Go through the data line by line and count the lines that hold "black". Reply with the total only.

┄┄┄┄┄┄

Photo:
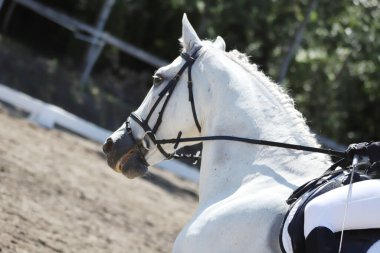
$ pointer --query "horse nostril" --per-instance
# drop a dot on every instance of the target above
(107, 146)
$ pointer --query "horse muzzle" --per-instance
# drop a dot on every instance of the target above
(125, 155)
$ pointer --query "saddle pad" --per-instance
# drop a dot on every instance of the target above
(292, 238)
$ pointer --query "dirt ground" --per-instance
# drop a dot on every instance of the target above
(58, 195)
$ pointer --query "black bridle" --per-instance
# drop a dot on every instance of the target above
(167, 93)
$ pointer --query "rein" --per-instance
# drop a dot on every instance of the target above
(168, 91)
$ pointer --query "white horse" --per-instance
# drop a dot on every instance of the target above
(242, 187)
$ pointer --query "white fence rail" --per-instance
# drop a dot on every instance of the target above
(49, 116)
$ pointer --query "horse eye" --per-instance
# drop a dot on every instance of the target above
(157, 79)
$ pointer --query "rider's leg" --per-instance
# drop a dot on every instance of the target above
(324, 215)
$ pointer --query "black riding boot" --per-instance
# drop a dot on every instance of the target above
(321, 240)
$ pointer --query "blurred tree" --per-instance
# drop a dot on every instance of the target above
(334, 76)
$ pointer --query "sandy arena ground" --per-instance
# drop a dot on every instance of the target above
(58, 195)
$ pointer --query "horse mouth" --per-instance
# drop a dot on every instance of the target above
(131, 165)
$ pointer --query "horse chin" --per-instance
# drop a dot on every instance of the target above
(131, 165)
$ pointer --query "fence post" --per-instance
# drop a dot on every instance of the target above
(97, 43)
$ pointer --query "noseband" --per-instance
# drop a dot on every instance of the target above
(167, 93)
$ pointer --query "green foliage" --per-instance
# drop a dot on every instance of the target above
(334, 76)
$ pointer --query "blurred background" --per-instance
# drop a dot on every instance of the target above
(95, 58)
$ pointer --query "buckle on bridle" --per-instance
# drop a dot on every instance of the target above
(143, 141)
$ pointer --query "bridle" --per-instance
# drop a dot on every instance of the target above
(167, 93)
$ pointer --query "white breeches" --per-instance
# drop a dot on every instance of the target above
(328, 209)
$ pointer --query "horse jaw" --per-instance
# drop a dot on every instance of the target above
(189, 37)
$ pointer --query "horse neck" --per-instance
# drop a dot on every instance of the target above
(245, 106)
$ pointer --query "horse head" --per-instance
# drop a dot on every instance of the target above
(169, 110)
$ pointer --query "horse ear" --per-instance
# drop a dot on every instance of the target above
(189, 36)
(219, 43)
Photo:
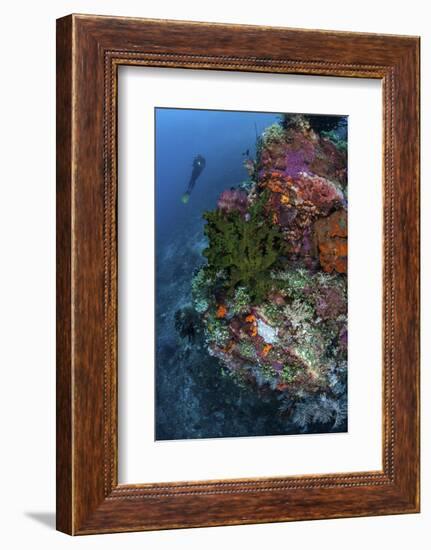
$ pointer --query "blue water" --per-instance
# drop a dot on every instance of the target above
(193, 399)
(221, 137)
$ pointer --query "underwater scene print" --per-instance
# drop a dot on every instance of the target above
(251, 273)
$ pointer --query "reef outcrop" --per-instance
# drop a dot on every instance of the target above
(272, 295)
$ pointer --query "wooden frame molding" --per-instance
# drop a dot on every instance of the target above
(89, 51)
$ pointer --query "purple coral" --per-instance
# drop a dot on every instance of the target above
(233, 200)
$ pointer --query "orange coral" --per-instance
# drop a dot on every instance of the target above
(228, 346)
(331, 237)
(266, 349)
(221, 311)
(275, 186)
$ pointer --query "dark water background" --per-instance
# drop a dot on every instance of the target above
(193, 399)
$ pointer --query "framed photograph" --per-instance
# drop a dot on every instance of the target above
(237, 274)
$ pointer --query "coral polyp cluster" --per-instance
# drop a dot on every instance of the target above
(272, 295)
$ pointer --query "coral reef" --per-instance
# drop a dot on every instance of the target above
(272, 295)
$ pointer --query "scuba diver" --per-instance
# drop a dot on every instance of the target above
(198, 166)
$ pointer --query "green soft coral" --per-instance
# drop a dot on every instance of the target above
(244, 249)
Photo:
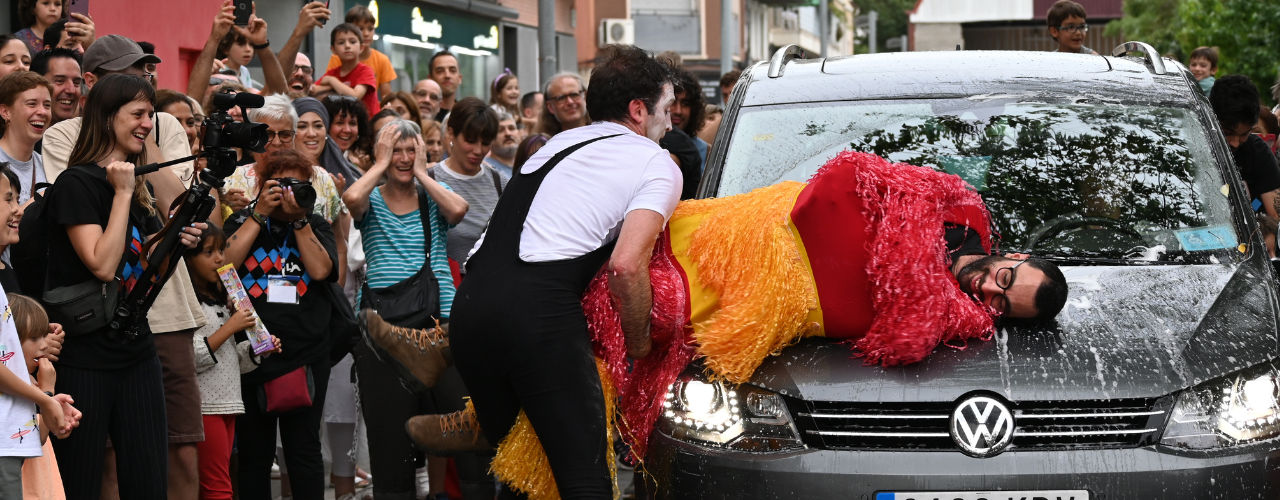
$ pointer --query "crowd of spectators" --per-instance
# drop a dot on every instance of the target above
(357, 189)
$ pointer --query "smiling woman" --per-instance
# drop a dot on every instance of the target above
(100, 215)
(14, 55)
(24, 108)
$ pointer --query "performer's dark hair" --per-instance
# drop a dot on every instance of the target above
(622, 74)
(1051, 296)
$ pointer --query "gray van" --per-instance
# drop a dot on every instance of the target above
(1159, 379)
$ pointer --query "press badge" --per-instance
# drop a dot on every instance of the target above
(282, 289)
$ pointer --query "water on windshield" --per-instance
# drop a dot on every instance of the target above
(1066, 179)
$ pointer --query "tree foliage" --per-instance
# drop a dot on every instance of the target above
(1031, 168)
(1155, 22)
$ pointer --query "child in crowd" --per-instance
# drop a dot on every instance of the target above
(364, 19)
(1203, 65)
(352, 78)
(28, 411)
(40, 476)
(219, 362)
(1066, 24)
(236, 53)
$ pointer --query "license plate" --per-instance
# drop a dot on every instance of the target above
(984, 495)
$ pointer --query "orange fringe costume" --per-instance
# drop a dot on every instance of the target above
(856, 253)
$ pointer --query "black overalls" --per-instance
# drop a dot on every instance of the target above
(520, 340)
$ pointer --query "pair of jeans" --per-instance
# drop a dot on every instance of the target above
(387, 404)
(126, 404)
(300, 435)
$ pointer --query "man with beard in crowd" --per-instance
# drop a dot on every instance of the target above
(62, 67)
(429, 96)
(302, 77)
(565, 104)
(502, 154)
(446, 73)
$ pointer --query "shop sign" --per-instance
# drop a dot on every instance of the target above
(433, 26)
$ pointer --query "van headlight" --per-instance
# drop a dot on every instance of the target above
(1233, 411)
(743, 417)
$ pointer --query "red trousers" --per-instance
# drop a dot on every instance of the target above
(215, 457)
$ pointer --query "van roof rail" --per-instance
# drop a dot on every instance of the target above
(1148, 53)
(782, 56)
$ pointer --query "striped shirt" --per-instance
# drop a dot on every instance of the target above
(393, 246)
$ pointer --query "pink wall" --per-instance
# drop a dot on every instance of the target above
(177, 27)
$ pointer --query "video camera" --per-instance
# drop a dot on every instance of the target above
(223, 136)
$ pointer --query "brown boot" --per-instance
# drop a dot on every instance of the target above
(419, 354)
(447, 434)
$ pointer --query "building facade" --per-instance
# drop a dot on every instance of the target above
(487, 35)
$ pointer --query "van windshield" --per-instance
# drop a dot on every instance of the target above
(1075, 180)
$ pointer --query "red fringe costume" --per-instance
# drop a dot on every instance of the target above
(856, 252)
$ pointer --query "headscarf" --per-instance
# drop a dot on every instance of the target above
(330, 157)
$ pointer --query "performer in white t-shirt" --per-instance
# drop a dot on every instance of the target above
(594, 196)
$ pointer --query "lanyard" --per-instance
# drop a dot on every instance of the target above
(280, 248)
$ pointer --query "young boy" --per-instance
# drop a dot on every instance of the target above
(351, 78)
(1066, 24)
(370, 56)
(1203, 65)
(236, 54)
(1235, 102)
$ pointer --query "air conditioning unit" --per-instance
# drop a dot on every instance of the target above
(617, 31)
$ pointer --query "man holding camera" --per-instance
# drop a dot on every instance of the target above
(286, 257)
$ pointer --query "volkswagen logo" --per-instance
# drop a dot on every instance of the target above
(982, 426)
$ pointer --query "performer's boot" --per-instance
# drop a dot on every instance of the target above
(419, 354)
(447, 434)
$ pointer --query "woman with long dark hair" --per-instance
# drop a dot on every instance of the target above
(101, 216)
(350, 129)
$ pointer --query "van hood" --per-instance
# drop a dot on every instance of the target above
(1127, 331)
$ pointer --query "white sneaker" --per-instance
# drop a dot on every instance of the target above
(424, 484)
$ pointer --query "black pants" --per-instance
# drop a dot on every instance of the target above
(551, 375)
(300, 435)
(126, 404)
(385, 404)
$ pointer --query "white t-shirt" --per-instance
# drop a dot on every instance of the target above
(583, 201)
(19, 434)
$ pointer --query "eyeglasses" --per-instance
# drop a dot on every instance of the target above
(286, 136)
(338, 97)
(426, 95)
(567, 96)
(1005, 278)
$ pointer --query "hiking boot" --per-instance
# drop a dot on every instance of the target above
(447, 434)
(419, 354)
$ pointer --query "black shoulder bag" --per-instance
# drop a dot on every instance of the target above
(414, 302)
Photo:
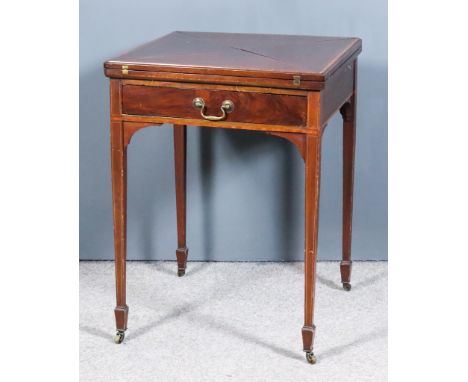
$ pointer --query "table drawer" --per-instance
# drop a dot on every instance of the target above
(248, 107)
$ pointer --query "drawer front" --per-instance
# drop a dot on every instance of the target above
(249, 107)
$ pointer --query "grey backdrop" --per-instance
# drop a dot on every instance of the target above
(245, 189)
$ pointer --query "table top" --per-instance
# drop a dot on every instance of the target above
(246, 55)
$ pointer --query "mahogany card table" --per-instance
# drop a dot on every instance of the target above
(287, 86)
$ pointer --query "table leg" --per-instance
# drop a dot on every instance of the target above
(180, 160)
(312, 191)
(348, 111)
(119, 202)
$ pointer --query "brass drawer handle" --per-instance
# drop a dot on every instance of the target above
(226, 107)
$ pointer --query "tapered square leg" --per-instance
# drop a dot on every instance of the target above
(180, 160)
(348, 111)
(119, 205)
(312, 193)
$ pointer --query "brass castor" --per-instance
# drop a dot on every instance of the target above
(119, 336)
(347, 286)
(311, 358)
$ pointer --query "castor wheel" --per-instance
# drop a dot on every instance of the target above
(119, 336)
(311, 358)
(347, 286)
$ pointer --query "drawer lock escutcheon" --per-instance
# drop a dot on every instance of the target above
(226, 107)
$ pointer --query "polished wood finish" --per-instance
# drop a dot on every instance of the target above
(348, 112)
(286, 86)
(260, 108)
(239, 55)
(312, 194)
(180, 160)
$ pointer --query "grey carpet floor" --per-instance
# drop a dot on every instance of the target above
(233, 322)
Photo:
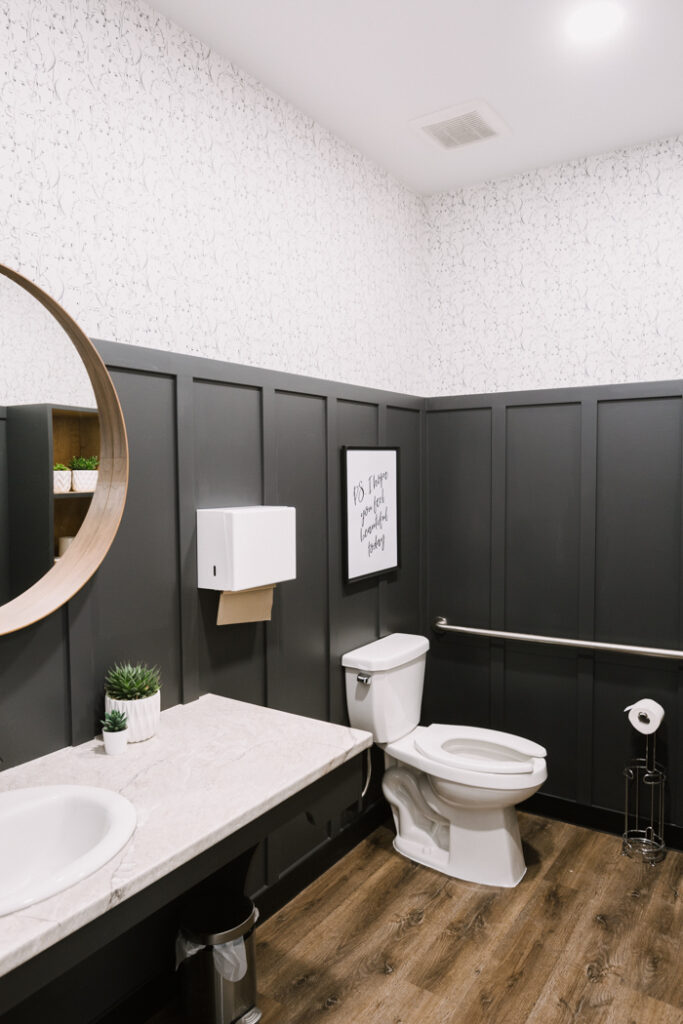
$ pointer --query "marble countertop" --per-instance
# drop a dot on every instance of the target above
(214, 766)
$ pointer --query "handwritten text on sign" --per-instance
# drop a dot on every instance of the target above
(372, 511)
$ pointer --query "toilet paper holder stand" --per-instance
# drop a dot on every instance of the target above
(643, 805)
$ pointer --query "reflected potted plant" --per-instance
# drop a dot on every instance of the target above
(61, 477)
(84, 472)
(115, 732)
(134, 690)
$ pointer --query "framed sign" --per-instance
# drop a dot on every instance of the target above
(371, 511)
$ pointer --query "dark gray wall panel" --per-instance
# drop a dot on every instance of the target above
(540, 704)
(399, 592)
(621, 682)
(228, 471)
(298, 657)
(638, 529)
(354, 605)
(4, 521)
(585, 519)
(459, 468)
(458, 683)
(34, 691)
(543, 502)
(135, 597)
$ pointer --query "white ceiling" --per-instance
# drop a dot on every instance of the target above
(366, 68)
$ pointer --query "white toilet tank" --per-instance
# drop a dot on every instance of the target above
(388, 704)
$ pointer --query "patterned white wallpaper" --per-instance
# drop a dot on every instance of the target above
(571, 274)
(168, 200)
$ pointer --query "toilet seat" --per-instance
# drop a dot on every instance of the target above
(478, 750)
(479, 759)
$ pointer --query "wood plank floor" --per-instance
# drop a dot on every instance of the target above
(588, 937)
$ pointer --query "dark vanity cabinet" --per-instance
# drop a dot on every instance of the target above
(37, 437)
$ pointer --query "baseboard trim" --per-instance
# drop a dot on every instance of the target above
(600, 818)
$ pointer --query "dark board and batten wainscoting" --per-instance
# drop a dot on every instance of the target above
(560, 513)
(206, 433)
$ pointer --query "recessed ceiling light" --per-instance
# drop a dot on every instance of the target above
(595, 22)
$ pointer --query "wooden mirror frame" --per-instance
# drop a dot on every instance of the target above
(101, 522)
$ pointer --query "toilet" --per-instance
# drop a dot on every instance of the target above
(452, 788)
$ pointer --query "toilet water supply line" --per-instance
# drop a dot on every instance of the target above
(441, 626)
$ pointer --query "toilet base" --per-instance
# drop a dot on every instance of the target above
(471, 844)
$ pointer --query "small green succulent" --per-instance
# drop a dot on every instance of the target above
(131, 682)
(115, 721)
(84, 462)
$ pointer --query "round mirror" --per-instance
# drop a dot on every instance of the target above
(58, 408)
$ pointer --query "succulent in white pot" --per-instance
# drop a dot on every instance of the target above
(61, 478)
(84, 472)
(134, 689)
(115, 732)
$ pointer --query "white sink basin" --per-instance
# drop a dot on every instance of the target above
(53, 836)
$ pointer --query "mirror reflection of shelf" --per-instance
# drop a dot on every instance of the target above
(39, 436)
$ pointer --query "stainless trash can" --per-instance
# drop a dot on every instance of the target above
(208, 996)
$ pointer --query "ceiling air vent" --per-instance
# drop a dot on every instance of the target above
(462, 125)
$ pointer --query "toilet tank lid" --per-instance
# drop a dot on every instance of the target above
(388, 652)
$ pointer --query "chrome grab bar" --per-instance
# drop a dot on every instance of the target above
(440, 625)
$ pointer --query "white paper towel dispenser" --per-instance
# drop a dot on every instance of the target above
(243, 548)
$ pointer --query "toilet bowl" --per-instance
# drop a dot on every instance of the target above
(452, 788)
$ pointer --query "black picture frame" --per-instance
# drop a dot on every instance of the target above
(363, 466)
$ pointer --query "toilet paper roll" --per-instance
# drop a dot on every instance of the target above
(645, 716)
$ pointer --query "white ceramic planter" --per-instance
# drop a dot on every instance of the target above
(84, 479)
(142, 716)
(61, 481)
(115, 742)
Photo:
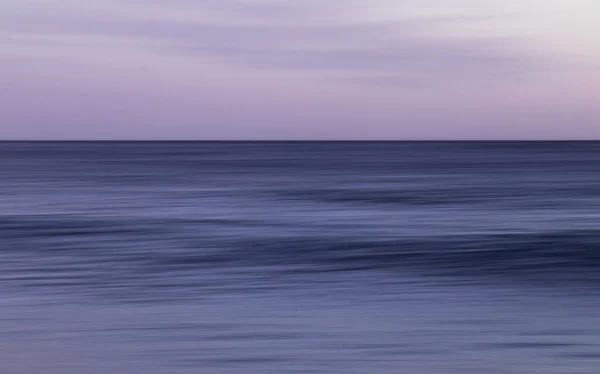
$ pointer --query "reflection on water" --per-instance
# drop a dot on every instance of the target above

┄┄┄┄┄┄

### WRITTEN SOLUTION
6